EXERCISE REQUIREMENTS: With the line containing "Keypoint placement for each instance of the gantry" as the first line and the last line of the records as the final one, reproduce that range exactly.

(Records)
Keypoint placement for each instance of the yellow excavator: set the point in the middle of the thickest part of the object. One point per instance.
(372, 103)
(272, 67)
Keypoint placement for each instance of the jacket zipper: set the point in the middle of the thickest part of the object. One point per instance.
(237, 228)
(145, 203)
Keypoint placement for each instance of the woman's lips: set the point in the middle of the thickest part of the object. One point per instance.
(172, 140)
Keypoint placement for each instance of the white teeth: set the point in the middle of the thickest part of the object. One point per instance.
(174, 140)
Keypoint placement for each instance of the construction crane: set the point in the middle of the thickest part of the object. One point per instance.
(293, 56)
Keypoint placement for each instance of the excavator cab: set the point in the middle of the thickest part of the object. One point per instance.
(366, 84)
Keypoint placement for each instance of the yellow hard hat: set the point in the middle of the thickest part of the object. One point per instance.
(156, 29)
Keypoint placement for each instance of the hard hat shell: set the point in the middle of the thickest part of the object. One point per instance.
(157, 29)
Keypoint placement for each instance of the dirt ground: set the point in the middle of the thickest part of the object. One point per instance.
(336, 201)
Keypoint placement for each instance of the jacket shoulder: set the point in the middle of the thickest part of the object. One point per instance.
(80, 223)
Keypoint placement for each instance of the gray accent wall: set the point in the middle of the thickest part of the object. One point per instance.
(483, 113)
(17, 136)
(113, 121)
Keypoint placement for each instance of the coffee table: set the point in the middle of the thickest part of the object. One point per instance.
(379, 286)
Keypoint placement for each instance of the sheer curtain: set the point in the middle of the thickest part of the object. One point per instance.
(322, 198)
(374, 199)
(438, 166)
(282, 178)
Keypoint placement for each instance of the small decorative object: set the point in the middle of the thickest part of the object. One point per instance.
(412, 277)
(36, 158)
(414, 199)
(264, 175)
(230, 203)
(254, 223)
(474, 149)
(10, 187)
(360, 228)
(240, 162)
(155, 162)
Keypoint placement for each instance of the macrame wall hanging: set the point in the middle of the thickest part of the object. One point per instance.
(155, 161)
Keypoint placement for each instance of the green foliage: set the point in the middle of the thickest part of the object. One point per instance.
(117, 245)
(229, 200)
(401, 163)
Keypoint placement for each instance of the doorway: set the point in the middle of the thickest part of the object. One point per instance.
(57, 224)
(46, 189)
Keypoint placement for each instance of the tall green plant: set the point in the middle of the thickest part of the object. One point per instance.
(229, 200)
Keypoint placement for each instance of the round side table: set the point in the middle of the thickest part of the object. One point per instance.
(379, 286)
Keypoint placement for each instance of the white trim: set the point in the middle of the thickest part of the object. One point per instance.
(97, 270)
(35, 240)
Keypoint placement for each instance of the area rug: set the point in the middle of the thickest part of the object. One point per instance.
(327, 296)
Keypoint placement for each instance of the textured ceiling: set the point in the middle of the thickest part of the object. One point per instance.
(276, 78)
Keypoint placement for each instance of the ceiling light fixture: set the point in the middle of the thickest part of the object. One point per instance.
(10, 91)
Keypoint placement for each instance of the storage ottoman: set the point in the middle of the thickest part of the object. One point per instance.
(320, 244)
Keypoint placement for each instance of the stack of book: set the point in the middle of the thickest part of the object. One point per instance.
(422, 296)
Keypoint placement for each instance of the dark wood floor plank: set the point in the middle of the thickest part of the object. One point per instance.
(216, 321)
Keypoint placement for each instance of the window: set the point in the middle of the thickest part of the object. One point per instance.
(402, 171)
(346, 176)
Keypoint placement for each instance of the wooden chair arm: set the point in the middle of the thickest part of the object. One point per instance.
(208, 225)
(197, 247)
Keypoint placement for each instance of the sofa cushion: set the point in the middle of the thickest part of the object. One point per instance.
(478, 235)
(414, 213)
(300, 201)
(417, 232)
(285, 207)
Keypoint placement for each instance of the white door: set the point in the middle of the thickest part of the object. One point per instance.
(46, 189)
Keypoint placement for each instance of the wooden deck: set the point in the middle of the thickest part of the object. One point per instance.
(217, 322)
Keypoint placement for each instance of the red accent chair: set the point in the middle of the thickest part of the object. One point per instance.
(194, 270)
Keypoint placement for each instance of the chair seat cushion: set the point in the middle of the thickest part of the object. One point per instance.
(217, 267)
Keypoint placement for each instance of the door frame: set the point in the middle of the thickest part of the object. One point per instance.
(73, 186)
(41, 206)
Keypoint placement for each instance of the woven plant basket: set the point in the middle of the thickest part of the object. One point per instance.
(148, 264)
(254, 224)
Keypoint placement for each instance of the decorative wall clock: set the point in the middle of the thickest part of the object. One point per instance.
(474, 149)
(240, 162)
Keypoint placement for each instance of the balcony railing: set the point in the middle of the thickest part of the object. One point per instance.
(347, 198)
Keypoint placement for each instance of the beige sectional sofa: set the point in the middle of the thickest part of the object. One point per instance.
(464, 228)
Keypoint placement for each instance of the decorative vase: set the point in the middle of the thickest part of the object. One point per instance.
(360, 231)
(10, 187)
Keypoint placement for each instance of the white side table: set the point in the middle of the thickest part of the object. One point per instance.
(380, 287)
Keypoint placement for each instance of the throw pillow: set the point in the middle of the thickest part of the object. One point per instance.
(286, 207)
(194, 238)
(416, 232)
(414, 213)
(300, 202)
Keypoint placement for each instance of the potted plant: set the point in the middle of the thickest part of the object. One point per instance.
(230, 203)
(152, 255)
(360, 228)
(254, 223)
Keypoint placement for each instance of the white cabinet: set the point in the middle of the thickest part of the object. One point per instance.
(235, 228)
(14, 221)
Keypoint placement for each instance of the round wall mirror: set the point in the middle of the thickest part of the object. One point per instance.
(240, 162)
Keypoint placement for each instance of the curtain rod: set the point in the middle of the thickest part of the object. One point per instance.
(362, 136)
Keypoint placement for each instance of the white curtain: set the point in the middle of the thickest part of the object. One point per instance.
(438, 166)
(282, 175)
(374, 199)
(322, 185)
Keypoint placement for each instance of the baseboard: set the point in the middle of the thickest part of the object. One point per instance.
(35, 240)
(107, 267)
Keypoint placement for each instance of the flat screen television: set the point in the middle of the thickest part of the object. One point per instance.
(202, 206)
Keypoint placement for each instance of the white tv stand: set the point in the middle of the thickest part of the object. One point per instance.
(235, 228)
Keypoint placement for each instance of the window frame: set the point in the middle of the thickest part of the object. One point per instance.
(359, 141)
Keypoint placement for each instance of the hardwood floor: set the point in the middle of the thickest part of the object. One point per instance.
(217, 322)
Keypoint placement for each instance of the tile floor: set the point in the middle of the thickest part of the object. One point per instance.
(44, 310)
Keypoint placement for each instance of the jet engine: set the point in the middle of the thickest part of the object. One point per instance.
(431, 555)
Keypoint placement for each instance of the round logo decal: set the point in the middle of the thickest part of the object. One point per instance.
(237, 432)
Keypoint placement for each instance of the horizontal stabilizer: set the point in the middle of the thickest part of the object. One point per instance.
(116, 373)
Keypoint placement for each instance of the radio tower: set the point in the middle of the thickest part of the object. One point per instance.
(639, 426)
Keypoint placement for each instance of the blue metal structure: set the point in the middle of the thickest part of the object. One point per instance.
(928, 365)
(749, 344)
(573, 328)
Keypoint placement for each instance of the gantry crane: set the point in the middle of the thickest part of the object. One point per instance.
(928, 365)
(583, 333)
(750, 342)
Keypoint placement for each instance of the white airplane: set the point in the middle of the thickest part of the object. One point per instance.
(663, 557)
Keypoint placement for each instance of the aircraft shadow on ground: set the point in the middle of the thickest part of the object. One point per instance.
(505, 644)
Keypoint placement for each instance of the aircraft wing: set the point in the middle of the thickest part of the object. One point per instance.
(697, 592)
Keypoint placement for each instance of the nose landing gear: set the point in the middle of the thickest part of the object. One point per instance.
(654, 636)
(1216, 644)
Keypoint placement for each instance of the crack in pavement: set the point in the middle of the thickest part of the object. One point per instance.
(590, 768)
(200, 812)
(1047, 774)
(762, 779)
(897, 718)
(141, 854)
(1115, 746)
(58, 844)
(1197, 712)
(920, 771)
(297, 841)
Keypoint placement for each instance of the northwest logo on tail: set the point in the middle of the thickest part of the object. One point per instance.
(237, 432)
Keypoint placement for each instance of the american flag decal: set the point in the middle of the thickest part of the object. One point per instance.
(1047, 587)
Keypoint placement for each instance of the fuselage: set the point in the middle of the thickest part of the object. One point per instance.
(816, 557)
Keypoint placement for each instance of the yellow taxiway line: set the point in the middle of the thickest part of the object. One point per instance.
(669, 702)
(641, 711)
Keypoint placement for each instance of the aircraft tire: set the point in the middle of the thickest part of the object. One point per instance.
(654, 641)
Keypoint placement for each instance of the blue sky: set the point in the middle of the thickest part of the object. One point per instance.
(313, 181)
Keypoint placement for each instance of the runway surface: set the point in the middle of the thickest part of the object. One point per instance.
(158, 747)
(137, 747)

FINAL RESULT:
Keypoint placement for each instance of the gantry crane: set the point in the middle of the thickest part of the object. One point per instance.
(928, 365)
(583, 333)
(750, 342)
Keypoint placement for each instance of the white airplane: set the point in the middle of the thickest part of the object. One point per instance.
(663, 557)
Keypoint placement for each instance of the aircraft shadow on ground: set the point in the middle of the thickest part of the object. One point per instance.
(505, 644)
Keypoint placement for each instance of the aircraft wing: set the point in the middle of the thickest part of the object. One point per instance.
(697, 592)
Keypoint placement for each instance of the nose landing gear: set the point in the middle of the thickest part of the object. One point per instance.
(654, 636)
(1216, 644)
Keypoint placement for each instance of the crack in pavement: set the point in the middle of the thickest part of the object. One point per instance.
(590, 768)
(200, 812)
(1047, 774)
(762, 779)
(897, 718)
(141, 854)
(1115, 746)
(58, 844)
(1197, 712)
(920, 771)
(297, 841)
Keypoint placement for each instance of the northwest logo on tail: set the point in the middle of the thickest part of the object. One point per instance.
(237, 432)
Keypoint placement for each instance of the american flag decal: set the point in the middle of the thickest part of the object. One point per instance.
(1047, 587)
Keypoint placement for each instance of the fuselage: set the point in the middle of the thickest part of the object. One point per instance.
(816, 557)
Keypoint placement for each instance of the yellow taxiway line: set the point in the middle of the thickest part of the object. One point per instance.
(669, 702)
(641, 711)
Keypoint placement for each instance of the aircraft tire: set the point in the middle of the thickest part of the object. One point per instance.
(654, 641)
Keypoint placement for each instance of the blue sky: set the point in the middle of the thickest part of the object. One point per instance.
(313, 181)
Keypoint placement for each instance of the runway surface: set the point in the middle of the thickest part of the object. One point per instance.
(158, 747)
(137, 747)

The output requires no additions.